→ **Task prompt**: Scan the data for "segment" and copy the lines it appears in.

[Saved entries]
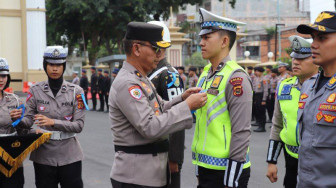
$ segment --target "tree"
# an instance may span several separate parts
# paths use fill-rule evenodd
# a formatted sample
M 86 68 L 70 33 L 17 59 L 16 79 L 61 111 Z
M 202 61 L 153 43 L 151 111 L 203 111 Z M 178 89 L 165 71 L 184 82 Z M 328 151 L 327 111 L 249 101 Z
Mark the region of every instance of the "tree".
M 267 33 L 267 36 L 266 36 L 266 39 L 267 39 L 267 50 L 268 50 L 268 52 L 270 52 L 271 51 L 271 43 L 270 43 L 270 41 L 271 41 L 272 37 L 275 34 L 275 27 L 266 27 L 265 30 L 266 30 L 266 33 Z
M 185 60 L 186 66 L 204 67 L 207 64 L 208 61 L 203 59 L 201 52 L 195 52 Z

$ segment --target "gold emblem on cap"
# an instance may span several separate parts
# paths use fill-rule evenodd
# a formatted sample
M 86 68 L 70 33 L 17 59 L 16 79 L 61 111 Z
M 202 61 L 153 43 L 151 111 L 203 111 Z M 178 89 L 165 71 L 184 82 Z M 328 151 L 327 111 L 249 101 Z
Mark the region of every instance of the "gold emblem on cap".
M 18 148 L 20 146 L 21 146 L 21 143 L 18 140 L 12 143 L 12 148 Z
M 58 57 L 61 53 L 57 49 L 55 49 L 52 54 L 53 56 Z
M 294 38 L 292 48 L 294 51 L 300 51 L 301 49 L 301 44 L 299 42 L 299 39 L 297 37 Z
M 331 14 L 326 13 L 326 12 L 322 12 L 317 16 L 315 22 L 321 22 L 324 19 L 329 19 L 329 18 L 332 18 L 332 17 L 334 17 L 334 15 L 331 15 Z

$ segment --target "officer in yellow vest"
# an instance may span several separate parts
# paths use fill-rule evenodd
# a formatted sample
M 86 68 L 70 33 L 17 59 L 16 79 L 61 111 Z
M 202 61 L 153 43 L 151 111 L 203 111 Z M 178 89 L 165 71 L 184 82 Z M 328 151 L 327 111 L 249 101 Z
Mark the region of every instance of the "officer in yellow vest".
M 192 162 L 198 188 L 247 187 L 251 136 L 252 83 L 249 75 L 230 59 L 237 25 L 244 23 L 200 9 L 204 67 L 197 87 L 207 103 L 196 111 Z
M 284 147 L 286 162 L 286 174 L 284 187 L 296 187 L 298 169 L 298 124 L 297 111 L 302 83 L 308 79 L 315 79 L 318 66 L 313 64 L 311 57 L 311 39 L 304 39 L 300 36 L 290 36 L 292 43 L 293 77 L 280 82 L 274 108 L 273 126 L 268 147 L 267 177 L 272 183 L 277 181 L 277 158 Z

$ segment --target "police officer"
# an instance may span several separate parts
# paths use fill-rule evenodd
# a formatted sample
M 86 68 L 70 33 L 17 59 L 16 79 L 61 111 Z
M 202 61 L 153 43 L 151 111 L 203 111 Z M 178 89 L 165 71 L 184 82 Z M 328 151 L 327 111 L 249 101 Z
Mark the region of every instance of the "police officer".
M 270 83 L 268 84 L 268 97 L 266 101 L 268 117 L 272 120 L 274 113 L 275 93 L 278 86 L 278 69 L 273 68 L 271 70 Z
M 98 95 L 99 95 L 99 101 L 100 101 L 100 112 L 104 112 L 104 104 L 105 104 L 105 100 L 104 100 L 104 88 L 105 88 L 105 79 L 103 76 L 103 70 L 102 69 L 98 69 Z
M 126 61 L 109 96 L 115 156 L 111 171 L 114 188 L 166 187 L 169 143 L 167 135 L 192 127 L 190 110 L 206 103 L 206 94 L 191 88 L 166 102 L 147 78 L 169 45 L 163 28 L 130 22 L 123 40 Z M 194 94 L 192 94 L 194 93 Z
M 72 82 L 73 84 L 79 85 L 79 78 L 78 78 L 78 72 L 77 71 L 73 71 L 72 72 Z
M 104 71 L 104 84 L 103 84 L 103 97 L 106 103 L 106 113 L 108 113 L 108 98 L 109 92 L 111 88 L 111 78 L 109 76 L 109 72 L 107 70 Z
M 266 132 L 266 99 L 268 96 L 268 84 L 264 79 L 262 67 L 255 67 L 253 80 L 253 105 L 255 106 L 256 124 L 258 128 L 254 132 Z
M 5 58 L 0 58 L 0 137 L 11 135 L 16 131 L 12 126 L 10 112 L 20 105 L 20 100 L 17 95 L 4 91 L 9 87 L 10 79 L 8 62 Z M 19 112 L 18 117 L 20 116 Z M 23 185 L 23 167 L 18 168 L 10 178 L 0 172 L 1 188 L 23 188 Z
M 264 76 L 264 79 L 266 80 L 267 82 L 267 99 L 266 99 L 266 111 L 267 111 L 267 114 L 268 114 L 268 118 L 269 118 L 269 121 L 272 120 L 272 116 L 273 116 L 273 111 L 272 108 L 274 108 L 274 104 L 272 105 L 271 101 L 269 100 L 271 97 L 271 92 L 270 92 L 270 89 L 271 89 L 271 78 L 272 78 L 272 66 L 271 65 L 267 65 L 266 68 L 265 68 L 265 72 L 266 72 L 266 75 Z
M 208 96 L 207 104 L 196 111 L 192 143 L 198 187 L 247 187 L 252 85 L 249 75 L 229 56 L 237 25 L 244 23 L 202 8 L 200 15 L 202 57 L 210 64 L 197 83 Z
M 51 132 L 46 142 L 30 155 L 34 162 L 37 188 L 82 188 L 83 152 L 76 138 L 84 126 L 84 92 L 63 79 L 67 50 L 48 46 L 43 68 L 48 81 L 33 85 L 26 100 L 22 119 L 25 127 L 37 125 L 41 132 Z
M 187 77 L 187 89 L 196 87 L 196 83 L 198 81 L 198 77 L 196 75 L 196 67 L 190 67 Z
M 87 100 L 87 94 L 88 94 L 88 91 L 89 91 L 89 80 L 86 76 L 86 70 L 82 70 L 82 77 L 80 79 L 79 86 L 81 88 L 83 88 L 83 90 L 84 90 L 85 101 L 88 101 Z
M 170 47 L 170 33 L 168 27 L 159 21 L 148 22 L 150 24 L 163 27 L 163 43 Z M 165 49 L 162 49 L 165 50 Z M 157 68 L 149 75 L 149 79 L 153 82 L 157 93 L 163 100 L 171 101 L 173 98 L 181 95 L 184 92 L 183 80 L 179 73 L 173 68 L 162 53 L 160 62 Z M 169 170 L 171 173 L 171 181 L 168 187 L 179 188 L 181 187 L 181 169 L 184 158 L 184 129 L 169 135 Z
M 187 76 L 184 74 L 184 67 L 183 66 L 177 67 L 177 71 L 179 72 L 179 75 L 183 80 L 183 85 L 184 85 L 184 89 L 185 89 L 186 88 L 186 83 L 187 83 Z
M 322 68 L 301 89 L 297 187 L 335 187 L 336 13 L 323 11 L 314 24 L 299 25 L 297 31 L 311 34 L 313 63 Z
M 288 63 L 284 63 L 284 62 L 279 61 L 279 63 L 278 63 L 278 72 L 280 74 L 279 75 L 279 82 L 290 77 L 290 75 L 287 72 L 287 67 L 288 67 Z
M 294 77 L 281 81 L 278 87 L 266 160 L 267 177 L 274 183 L 277 181 L 277 158 L 281 148 L 285 148 L 286 174 L 283 185 L 286 188 L 296 187 L 299 148 L 296 118 L 298 108 L 303 107 L 298 104 L 300 89 L 305 80 L 316 78 L 318 72 L 318 66 L 313 64 L 311 57 L 312 40 L 295 35 L 290 36 L 289 40 L 293 50 L 290 56 Z
M 96 111 L 97 93 L 98 93 L 98 76 L 96 74 L 96 67 L 91 67 L 91 97 L 93 106 L 91 111 Z
M 111 76 L 111 85 L 112 85 L 114 79 L 117 77 L 118 72 L 119 72 L 119 69 L 118 69 L 118 68 L 115 68 L 115 69 L 113 70 L 113 72 L 112 72 L 112 76 Z M 110 91 L 110 90 L 109 90 L 109 91 Z

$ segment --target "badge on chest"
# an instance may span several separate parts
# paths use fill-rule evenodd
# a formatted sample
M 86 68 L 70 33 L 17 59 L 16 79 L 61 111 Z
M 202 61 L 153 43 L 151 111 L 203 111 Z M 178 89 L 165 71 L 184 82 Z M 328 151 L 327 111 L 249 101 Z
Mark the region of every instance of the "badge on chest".
M 281 95 L 278 96 L 278 100 L 292 100 L 292 96 L 290 95 L 292 90 L 292 84 L 284 85 L 281 90 Z
M 212 89 L 218 89 L 221 81 L 223 79 L 223 76 L 215 76 L 215 78 L 213 79 L 211 85 L 210 85 L 210 88 Z

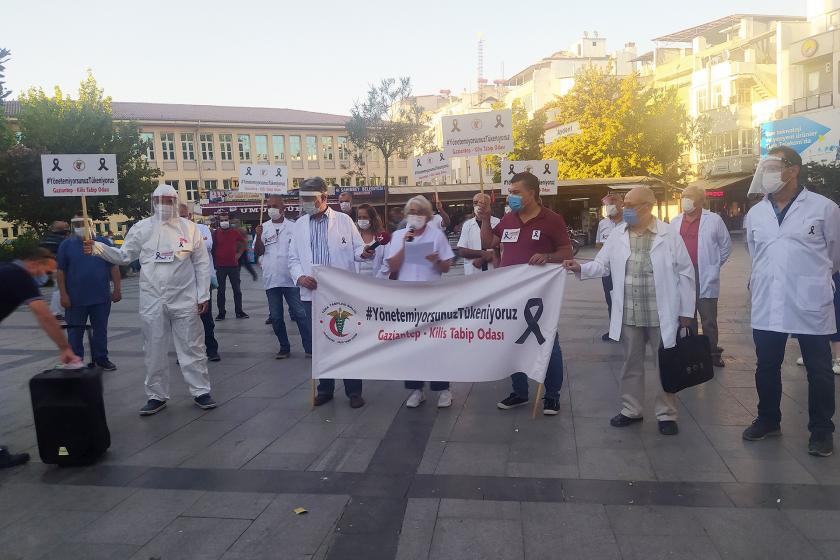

→ **Result for this exercise**:
$ segment --target "tree"
$ segment --target "gold emblem on cap"
$ segment --target "officer in yellow vest"
$ segment --target "police officer"
$ segment --target "badge on chest"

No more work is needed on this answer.